> [Exercise directions]:
Report the tally of lines featuring the word "rough" in the entries below, without anything else.

(Records from a collection)
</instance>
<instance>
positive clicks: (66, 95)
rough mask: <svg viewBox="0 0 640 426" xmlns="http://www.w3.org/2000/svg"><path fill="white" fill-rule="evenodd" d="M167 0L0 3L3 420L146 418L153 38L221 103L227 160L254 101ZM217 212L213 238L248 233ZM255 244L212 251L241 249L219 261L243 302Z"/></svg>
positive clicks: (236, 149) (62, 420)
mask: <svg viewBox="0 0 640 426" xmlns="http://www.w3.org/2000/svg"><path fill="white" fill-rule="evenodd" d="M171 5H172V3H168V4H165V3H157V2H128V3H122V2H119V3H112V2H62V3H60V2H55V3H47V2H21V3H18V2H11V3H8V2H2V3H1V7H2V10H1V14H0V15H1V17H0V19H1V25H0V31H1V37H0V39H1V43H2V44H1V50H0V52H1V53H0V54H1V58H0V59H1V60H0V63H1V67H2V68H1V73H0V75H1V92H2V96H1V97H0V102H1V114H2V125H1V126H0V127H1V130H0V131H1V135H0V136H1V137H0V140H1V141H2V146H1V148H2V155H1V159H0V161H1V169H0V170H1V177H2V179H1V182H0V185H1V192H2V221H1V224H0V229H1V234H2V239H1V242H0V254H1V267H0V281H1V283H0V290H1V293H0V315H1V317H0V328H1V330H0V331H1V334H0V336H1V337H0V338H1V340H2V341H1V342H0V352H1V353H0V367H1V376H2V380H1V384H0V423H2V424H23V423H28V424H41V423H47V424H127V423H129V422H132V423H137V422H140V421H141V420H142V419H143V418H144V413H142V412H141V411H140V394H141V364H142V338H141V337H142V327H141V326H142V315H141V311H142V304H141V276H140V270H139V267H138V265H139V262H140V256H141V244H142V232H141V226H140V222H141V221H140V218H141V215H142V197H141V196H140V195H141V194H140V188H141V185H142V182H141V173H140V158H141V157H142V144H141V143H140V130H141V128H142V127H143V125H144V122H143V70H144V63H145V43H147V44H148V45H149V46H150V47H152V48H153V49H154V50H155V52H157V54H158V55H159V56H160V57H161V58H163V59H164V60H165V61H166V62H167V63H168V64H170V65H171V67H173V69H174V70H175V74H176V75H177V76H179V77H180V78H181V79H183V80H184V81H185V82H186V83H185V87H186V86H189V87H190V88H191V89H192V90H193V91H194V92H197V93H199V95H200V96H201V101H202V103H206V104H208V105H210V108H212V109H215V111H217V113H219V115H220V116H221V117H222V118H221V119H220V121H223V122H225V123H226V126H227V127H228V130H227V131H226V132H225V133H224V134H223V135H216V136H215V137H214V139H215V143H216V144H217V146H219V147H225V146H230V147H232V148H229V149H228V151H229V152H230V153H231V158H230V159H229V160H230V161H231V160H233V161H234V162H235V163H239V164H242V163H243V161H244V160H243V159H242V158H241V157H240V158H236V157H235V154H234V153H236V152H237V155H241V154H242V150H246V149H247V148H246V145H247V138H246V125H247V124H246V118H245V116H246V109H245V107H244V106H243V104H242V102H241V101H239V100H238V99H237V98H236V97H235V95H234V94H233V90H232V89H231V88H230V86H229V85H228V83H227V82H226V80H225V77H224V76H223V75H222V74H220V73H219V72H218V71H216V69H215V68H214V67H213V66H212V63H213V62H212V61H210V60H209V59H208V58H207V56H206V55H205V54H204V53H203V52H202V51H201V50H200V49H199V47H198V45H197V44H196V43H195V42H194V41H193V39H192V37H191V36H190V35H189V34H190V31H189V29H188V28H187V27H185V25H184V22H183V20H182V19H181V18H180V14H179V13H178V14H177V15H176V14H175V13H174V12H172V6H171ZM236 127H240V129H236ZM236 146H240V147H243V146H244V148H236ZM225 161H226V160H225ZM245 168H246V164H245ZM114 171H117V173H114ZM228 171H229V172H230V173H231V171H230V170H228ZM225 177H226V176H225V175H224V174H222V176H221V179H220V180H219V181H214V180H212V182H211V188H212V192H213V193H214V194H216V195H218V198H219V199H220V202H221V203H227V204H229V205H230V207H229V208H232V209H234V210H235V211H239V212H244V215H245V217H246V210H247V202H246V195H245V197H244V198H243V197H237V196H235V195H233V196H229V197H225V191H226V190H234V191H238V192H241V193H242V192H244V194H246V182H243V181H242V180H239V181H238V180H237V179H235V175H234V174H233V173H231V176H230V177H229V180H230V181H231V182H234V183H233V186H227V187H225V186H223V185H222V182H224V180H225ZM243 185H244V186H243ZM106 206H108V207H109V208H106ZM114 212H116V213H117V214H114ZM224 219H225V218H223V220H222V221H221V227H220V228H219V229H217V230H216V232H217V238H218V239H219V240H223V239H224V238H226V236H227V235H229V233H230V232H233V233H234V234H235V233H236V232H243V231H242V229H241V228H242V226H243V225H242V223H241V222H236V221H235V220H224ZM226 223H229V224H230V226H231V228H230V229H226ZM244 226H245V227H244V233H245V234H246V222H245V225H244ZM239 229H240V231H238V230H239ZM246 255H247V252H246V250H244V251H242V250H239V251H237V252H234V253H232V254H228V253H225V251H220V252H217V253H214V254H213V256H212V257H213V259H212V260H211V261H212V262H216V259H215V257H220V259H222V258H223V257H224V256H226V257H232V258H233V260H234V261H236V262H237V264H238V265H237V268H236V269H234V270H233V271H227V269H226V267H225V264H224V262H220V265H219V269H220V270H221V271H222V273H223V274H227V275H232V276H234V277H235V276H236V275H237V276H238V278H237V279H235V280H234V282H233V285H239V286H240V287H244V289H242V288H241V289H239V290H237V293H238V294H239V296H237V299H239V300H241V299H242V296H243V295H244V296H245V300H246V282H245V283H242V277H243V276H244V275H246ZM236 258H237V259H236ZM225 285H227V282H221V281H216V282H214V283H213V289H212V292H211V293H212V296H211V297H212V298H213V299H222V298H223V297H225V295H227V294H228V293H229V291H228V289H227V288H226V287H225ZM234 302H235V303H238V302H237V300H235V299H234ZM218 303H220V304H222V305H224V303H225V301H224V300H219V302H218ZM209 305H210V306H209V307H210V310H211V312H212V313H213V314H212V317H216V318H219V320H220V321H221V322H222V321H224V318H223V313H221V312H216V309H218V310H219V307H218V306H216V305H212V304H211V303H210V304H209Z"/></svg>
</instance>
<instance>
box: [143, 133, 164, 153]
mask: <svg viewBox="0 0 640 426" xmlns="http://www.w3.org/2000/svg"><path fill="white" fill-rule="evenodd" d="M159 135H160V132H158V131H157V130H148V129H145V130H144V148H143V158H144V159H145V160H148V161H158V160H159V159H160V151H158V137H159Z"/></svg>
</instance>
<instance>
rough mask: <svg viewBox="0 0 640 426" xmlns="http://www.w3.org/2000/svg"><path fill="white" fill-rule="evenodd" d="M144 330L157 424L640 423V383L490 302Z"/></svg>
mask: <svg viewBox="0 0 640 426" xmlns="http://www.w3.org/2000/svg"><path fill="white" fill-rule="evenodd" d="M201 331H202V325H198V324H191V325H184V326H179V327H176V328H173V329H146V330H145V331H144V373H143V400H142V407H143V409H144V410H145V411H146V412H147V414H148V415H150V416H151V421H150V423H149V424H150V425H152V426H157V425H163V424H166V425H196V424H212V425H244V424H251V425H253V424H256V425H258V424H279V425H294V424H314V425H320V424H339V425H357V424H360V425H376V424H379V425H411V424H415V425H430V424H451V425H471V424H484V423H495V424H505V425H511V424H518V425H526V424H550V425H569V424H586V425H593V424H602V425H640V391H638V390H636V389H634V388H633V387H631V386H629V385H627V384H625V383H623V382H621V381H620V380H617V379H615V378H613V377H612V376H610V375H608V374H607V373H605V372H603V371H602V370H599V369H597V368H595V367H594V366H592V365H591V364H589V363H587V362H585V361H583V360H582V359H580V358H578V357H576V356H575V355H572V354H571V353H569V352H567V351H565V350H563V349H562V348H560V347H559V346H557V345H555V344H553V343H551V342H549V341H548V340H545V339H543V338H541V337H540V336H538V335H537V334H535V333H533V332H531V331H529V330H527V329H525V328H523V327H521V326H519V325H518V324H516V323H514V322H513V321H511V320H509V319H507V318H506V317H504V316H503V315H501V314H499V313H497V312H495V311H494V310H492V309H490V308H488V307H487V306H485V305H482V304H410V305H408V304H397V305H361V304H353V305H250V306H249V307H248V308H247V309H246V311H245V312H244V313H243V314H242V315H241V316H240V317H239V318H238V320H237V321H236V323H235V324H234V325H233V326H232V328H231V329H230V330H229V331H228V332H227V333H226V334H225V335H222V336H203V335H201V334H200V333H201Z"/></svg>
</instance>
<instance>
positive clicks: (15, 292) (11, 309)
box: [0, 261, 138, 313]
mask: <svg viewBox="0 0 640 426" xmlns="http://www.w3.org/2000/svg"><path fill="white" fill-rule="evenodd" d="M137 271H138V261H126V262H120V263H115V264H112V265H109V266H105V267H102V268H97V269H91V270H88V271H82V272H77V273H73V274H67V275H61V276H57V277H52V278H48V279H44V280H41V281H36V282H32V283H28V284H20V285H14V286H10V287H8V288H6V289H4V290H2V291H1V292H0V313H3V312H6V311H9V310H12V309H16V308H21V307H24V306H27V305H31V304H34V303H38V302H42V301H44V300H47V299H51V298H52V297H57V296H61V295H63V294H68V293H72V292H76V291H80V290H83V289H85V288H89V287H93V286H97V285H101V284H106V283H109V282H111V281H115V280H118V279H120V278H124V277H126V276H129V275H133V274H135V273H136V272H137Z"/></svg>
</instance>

> [The answer]:
2